━━━ EXTRACT

A mistake by an operator can affect the good functioning of a machine or even damage it permanently. We asked ourselves how innovation can counter this and optimise the production phase.

Not long ago I was in a town by the sea as a guest at a friend’s whose grandfather is one of the few active fishermen in that town.

Vincenzo is 82 years old and still going out to sea. Not every morning, though – he gives in with a little embarrassment.

Vincenzo, the last fisherman of his hometown.

I meet him in the veranda where he is sitting mending a net.

I am in awe in front of this white-haired, curved and very trim man who is still busy with the same activity he was carrying out 40 years ago, the thing he’s been doing all his life: mending the nets.

I congratulate him: only a seaman can keep that strong. He laughs. He says that it is more difficult now, what with old age, reduced eyesight and the humidity that has gone into the bones.

Up until a few years ago, his brother used to go out to fish with him. They used to do everything together, so when it was calm, one could rest and the other one would guard the boat; if one had not seen a rip in the net, the other one would. The sea was less big together.

I am telling you about this because it has to do with our outlook at SAPA and I am sure that you have read about it before.

As you know, the automotive sector has changed a lot over the years. Maybe because of it being projected into the future (at the end of day, what’s a car if not an arrow projected forward?), but also due to consumers’ requirements, the automotive sector is one of the sectors where the drive towards change is most visible. I am talking about new materials, gadgets and of the car’s performances.

But I am also talking about the innovation that pertains us car makers, the innovation linked with production.

You will agree that the way a car is built today is much leaner than it was fifty years ago. If I think of Vincenzo and his net, I realise that in our sector only few finishings are still linked to the production model of the past, or maybe not even them.

━━━━━━
━━━ AVAILABLE DATA

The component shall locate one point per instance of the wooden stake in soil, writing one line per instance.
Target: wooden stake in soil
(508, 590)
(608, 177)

━━━━━━

REQUIRED WORK —
#1 Reproduce the passage in the article about Vincenzo the fisherman starting with "As you know, the" and going on through "the car’s performances.".
#2 According to the article about Vincenzo the fisherman, how old is Vincenzo?
#3 List every reason Vincenzo gives in the article about Vincenzo the fisherman for why his work is more difficult now.

THE REPLIES —
#1
As you know, the automotive sector has changed a lot over the years. Maybe because of it being projected into the future (at the end of day, what’s a car if not an arrow projected forward?), but also due to consumers’ requirements, the automotive sector is one of the sectors where the drive towards change is most visible. I am talking about new materials, gadgets and of the car’s performances.

#2 He is 82 years old.

#3
- Old age
- Reduced eyesight
- The humidity that has gone into the bones